KSL INVESTIGATES

NAACP: Grand Co. Sheriff agrees to diversity training after deputy twirled lasso in search for Black man

Nov 7, 2022, 10:10 PM | Updated: 10:41 pm

SALT LAKE CITYThe Grand County Sheriff’s Office has agreed to hold sensitivity and diversity training following public outcry over a deputy twirling a lasso while searching for a Black man, the head of the NAACP in Utah told KSL. 

Sheriff Steven White made the commitment last week, according to Jeanetta Williams, president of the NAACP’s Salt Lake branch.  

“We had a good conversation,” said Williams, who got in touch with the sheriff following a KSL report on the deputy’s actions. “And in talking to him, I took him at his word. He’s going to ask for my input, and I told him to call me anytime.” 

Leaders within Utah’s Black community condemned the deputy’s actions, saying they evoke the nation’s history of slave patrols and of widespread lynchings of Black men.  

Deputy Amanda Edwards did not find the man she was searching for on July 10 in Moab, a tourist town in southeast Utah. She walked past homes and shops, twirling the lasso in the air intermittently for about a half-hour, telling onlookers about her plan to use the tool.  

Edwards later wrote in a report that she made the comments in a “joking manner.” White told the KSL Investigators in October that the deputy had taken responsibility for her behavior but offered no details. He did not respond to multiple requests for interviews for this story.

#### Records

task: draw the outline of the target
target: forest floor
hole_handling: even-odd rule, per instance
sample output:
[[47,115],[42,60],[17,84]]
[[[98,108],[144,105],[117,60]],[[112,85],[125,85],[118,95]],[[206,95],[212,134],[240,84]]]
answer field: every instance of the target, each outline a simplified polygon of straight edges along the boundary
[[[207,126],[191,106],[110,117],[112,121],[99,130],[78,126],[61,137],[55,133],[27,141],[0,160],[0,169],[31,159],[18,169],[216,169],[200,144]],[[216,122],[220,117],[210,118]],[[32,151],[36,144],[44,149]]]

#### Exercises
[a] Quote the rows word for word, starting at their first line and ending after the line that contains "answer field: every".
[b] Write what comes next in the news article about the Grand County deputy, picking up after its final sentence.
The news article and the rows are unrelated to each other.

#### Responses in order
[a]
task: draw the outline of the target
target: forest floor
hole_handling: even-odd rule, per instance
sample output:
[[47,115],[42,60],[17,84]]
[[[98,108],[144,105],[117,60]],[[112,85],[125,85],[118,95]],[[206,95],[212,134],[240,84]]]
answer field: every instance of the target, each outline a simplified polygon of straight edges along the boundary

[b]
The deputy was suspended for two days without pay, according to disciplinary documents obtained through a public records request. 

In tossing the lasso about while searching for the Black man accused of stealing sunglasses, the deputy violated the sheriff’s department policy, White previously told KSL. 

The move to provide training is no surprise to Williams, a 20-year veteran of the West Valley City Police Department’s civilian review board. Amid public outcry, the sheriff’s office “had to do something,” Williams said.  

“It wasn’t a situation where, ‘We’re just not going to do anything. We’re just going to ignore it, and hope that it will go away,’” she said. 

Utah Highway Patrol: Trooper’s comment to deputy twirling lasso in search for Black man was inappropriate

It’s unclear whether the training will happen before White retires in January, and if not, whether the incoming Sheriff will follow through with that commitment. Grand County voters will choose his successor in Tuesday’s election.    

If the deputy repeats the behavior, a letter addressed to Edwards and signed by her supervisors states the conduct “will be promptly dealt with and could result in immediate disciplinary action,” including potential termination.  

Edwards was also placed on a 90-day corrective action plan that appears to order 18 hours of training on topics including standards of conduct, use of force, and defensive tactics, the records show. 

But the corrective plan wasn’t part of the discipline, the letter states.  

“The plan is not designated to be a punishment; rather, its purpose is to support you in succeeding in your work assignments,” the letter says. “Please recognize the plan as such.”  

The letter includes a nationally recognized law enforcement code of ethics that directs officers to respect “the constitutional rights of all men to liberty, equality and justice.” The code applies to “all calls for service to our community,” the supervisor wrote.    

It also contains more praise than criticism, commending Edwards’ communication skills and professionalism toward members of the public she did encounter during her search. The body camera video shows Edwards stopping to chat with several people that day, including speaking with a passerby in Spanish.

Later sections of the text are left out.